**Exercise prompt:**
In the listing below, take everything from the line containing "Target: white desk surface" down to the line containing "x=544, y=625", and write out those lines alone with "instance" replaced by "item" and nothing else changed.

**Material shown:**
* * * * *

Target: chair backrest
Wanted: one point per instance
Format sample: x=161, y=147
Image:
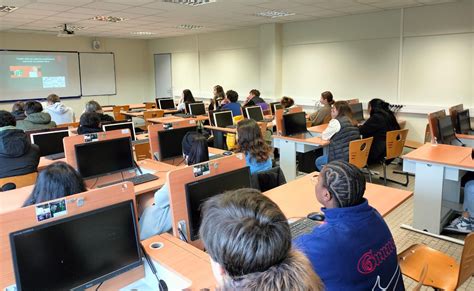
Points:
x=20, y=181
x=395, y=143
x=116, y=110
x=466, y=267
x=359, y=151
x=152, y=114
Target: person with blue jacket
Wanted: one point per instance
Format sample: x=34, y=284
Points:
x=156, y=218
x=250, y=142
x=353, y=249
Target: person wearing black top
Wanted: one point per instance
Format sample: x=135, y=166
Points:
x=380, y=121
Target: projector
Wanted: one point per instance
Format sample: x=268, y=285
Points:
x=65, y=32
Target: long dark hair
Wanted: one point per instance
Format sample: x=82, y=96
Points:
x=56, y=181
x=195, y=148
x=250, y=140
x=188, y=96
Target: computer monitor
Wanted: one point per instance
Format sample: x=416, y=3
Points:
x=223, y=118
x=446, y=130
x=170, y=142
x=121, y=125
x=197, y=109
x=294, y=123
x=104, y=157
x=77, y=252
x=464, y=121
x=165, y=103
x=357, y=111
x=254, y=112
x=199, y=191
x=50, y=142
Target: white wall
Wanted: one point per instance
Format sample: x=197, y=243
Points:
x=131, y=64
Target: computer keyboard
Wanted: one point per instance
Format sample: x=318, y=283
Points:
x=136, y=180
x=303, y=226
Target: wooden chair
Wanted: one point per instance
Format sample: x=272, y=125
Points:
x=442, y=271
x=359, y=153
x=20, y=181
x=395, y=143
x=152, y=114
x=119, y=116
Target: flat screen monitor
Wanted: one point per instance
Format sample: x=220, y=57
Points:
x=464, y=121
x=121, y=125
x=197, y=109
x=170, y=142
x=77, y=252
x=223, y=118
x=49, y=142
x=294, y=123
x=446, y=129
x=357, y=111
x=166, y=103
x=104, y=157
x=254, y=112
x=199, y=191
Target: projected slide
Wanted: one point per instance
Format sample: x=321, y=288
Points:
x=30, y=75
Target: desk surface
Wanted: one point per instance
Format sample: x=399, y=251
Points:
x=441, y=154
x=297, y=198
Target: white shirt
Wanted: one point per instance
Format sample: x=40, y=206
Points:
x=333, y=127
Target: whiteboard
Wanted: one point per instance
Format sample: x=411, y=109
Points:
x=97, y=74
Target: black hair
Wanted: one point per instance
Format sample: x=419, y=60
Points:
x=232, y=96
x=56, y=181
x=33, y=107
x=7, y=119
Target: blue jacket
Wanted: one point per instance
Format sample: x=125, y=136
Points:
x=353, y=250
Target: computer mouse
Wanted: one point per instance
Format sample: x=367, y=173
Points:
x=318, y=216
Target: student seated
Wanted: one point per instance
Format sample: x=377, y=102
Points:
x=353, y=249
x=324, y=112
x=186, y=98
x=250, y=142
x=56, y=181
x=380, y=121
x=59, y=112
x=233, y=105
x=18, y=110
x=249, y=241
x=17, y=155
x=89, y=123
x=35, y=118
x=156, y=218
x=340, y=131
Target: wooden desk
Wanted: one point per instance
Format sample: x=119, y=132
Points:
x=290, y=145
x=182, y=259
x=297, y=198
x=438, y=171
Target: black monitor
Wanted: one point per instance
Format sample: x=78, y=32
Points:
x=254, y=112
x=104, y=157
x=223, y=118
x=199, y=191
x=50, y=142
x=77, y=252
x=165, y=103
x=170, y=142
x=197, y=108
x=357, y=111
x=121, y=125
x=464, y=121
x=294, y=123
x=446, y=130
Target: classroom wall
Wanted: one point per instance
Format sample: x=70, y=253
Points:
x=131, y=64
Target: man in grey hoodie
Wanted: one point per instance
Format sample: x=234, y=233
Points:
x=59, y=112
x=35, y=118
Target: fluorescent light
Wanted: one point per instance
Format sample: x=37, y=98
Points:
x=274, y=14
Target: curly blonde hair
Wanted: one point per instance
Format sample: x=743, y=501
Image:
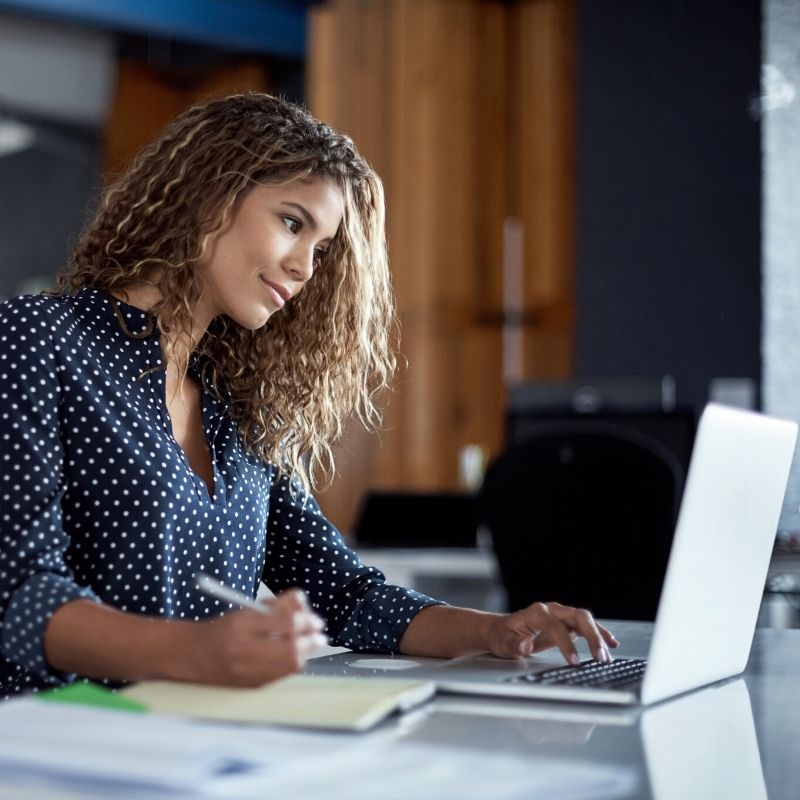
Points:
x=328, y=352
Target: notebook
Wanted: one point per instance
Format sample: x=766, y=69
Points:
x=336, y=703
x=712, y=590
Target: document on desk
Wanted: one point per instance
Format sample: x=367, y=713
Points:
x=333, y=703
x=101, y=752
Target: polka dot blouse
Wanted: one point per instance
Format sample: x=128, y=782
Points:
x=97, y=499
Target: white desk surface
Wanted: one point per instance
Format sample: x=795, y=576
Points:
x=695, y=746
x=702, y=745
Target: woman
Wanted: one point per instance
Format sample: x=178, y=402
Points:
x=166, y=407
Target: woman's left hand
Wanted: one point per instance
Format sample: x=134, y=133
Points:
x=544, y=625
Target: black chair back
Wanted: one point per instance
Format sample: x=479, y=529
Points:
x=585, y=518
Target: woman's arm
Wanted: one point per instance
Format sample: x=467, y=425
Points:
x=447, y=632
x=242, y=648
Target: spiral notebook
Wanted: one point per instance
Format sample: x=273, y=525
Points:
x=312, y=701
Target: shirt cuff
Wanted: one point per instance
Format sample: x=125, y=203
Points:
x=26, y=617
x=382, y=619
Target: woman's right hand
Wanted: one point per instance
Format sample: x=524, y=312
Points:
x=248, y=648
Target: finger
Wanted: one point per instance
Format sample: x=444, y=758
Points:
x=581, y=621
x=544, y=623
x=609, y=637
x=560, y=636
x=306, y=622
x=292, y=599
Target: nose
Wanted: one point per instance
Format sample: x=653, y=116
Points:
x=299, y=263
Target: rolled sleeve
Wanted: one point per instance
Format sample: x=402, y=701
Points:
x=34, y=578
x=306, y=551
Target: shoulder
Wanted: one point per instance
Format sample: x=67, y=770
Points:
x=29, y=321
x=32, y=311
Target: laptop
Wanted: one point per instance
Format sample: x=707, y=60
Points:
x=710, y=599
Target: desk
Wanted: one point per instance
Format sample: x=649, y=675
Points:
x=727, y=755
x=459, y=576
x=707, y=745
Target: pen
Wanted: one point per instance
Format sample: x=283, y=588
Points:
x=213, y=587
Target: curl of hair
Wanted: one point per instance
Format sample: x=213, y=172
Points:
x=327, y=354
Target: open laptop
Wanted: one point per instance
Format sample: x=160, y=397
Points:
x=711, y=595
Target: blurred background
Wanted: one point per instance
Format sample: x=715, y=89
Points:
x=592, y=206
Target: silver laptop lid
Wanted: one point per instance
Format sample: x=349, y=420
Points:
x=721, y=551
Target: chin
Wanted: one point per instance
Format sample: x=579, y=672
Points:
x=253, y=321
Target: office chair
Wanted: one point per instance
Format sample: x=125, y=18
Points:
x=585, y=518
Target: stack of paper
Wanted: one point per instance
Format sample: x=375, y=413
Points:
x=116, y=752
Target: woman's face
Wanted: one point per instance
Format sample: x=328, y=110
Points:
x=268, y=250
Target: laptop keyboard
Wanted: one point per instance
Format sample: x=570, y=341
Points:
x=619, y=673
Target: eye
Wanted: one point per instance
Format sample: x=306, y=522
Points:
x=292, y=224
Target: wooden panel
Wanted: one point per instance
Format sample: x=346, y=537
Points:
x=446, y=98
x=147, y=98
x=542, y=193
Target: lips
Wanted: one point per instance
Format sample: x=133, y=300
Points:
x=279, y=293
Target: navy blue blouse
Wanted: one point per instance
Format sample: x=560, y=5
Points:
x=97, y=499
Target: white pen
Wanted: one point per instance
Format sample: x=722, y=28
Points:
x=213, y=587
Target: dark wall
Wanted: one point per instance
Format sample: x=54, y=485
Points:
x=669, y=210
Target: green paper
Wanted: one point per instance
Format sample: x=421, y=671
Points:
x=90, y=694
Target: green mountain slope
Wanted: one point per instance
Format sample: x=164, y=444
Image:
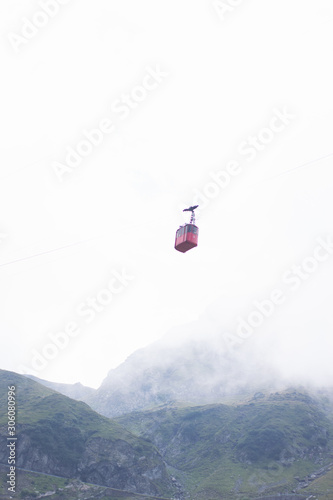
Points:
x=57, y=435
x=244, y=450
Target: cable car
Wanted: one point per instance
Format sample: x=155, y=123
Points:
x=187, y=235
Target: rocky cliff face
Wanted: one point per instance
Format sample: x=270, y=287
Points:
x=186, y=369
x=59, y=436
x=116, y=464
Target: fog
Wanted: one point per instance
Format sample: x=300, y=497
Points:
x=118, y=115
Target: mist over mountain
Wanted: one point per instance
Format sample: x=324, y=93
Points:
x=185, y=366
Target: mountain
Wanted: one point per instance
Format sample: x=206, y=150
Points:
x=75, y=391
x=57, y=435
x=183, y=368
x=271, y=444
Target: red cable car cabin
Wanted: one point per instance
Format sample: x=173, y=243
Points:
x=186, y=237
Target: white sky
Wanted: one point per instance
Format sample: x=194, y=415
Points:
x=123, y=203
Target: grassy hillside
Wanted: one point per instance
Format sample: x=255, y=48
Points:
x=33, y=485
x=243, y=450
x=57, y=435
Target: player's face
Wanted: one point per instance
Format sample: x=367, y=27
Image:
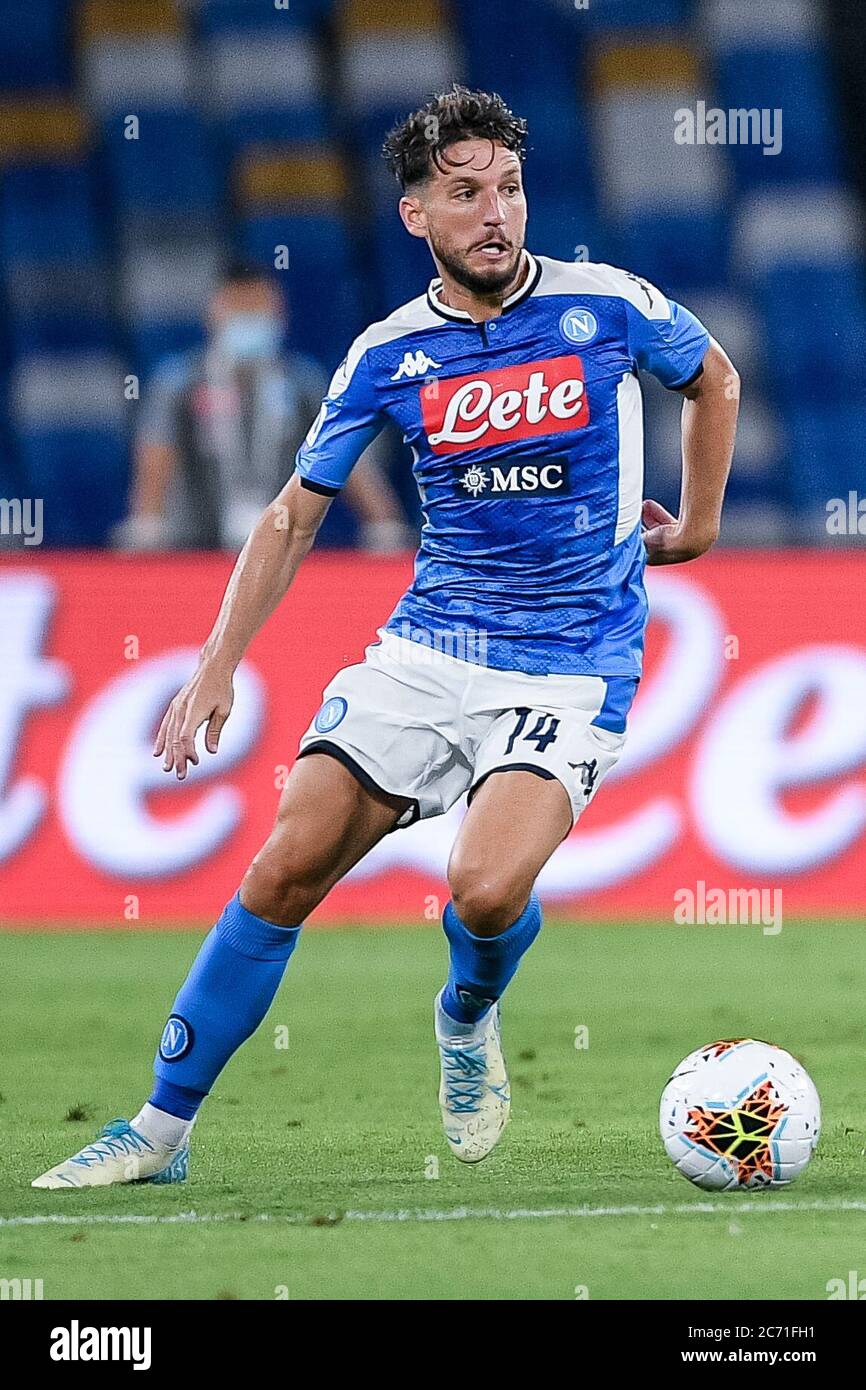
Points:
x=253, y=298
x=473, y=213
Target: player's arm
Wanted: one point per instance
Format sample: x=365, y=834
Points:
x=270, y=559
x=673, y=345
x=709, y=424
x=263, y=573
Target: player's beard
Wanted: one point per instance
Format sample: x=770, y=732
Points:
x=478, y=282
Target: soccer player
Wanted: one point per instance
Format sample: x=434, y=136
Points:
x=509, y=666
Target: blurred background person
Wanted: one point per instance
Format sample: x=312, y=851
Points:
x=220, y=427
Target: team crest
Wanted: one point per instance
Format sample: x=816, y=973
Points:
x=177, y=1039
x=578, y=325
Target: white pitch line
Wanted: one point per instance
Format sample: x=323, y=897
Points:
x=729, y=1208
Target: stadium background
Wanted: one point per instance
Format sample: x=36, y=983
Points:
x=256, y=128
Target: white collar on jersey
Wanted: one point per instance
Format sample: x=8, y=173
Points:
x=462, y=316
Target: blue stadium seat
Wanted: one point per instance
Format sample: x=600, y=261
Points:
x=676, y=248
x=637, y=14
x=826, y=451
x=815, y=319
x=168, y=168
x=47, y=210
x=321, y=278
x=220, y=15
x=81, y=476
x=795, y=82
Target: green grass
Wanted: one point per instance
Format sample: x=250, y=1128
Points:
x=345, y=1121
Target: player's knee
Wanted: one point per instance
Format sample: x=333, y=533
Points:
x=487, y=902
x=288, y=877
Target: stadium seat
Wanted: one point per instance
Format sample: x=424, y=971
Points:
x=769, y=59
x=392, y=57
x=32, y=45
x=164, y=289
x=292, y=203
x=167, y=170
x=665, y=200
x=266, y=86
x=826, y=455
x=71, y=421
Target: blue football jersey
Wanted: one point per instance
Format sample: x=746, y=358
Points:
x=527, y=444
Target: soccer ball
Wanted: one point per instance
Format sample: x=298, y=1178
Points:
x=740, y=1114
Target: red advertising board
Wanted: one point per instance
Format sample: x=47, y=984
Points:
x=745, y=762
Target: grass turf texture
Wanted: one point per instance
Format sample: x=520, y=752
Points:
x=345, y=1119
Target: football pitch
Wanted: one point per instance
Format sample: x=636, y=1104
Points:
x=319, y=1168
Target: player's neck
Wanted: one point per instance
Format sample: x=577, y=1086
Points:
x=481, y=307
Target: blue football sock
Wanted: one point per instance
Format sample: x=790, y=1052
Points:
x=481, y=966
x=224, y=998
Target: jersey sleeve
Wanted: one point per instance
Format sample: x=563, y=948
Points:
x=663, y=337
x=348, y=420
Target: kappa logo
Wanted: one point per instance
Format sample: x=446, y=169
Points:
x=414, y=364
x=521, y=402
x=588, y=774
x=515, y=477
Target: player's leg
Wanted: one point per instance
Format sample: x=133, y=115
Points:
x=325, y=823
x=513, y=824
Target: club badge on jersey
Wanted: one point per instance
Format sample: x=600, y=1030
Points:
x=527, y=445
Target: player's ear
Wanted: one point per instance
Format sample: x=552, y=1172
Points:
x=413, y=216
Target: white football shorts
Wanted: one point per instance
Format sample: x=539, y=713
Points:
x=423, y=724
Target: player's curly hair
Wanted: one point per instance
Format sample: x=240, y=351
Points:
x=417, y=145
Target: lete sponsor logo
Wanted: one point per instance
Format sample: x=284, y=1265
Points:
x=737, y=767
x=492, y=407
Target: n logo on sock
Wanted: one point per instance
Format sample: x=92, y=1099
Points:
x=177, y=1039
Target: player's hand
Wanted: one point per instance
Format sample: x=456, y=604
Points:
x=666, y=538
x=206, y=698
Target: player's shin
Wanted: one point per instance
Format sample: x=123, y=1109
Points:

* * * * *

**Task response:**
Target: white desk surface
Wanted: one point per item
Format sample: x=795, y=576
Points:
x=695, y=746
x=702, y=745
Target: woman
Wanted: one point per item
Format sample: x=178, y=402
Points:
x=166, y=407
Target: woman's left hand
Wanted: one point per item
Format sample: x=134, y=133
Points:
x=544, y=625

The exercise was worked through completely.